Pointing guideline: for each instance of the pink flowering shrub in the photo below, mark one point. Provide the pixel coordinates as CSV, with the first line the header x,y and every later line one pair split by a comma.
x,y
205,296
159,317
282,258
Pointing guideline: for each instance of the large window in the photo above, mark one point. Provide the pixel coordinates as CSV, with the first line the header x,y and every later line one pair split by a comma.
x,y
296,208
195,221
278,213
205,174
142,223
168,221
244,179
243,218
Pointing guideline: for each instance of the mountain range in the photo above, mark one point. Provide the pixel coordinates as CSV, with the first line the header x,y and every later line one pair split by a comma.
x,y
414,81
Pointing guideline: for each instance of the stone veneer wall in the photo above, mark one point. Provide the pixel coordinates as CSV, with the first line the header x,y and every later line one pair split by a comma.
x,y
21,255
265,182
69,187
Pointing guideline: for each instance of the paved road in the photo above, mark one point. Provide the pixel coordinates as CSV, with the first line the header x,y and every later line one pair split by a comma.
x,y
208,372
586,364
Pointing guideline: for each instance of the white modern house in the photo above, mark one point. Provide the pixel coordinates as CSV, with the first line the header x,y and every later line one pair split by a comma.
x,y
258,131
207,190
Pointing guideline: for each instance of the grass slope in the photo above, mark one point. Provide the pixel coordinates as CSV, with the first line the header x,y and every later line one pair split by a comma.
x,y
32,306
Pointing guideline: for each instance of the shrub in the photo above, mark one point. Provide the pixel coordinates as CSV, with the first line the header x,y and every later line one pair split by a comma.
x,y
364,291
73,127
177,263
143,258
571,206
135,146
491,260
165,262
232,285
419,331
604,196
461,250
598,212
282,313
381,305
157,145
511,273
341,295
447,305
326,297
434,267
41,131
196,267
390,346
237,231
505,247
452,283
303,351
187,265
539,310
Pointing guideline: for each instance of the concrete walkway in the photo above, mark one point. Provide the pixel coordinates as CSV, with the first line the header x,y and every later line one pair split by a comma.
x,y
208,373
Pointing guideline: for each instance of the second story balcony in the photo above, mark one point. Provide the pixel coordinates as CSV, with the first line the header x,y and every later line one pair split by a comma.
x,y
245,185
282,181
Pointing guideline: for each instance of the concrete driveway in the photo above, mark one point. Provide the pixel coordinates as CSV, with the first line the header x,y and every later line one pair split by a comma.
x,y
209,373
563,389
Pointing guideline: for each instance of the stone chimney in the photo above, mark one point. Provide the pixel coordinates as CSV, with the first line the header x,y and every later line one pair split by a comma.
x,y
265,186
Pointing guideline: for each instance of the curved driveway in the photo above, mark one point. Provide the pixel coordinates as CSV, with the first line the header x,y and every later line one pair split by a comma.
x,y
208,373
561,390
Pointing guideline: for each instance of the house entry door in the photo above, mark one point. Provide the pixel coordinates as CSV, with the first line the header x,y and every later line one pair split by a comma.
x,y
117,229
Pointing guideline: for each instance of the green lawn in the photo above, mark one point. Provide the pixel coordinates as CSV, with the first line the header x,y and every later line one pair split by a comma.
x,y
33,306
+-------+
What is asked:
Rewrite the rows above from the line containing "Pointing guideline: for each instance of the green" through the final row, inclusive, with the requests unchanged. Multiply each x and y coordinate in the answers by 0.35 and round it to a whole number, rounding halves up.

Response for this exercise:
Pointing guideline: for each instance of the green lawn in the photo above, mark one point. Provide the pixel coordinates as CSV, with the first line the header x,y and every later line one pair split by a comma.
x,y
12,107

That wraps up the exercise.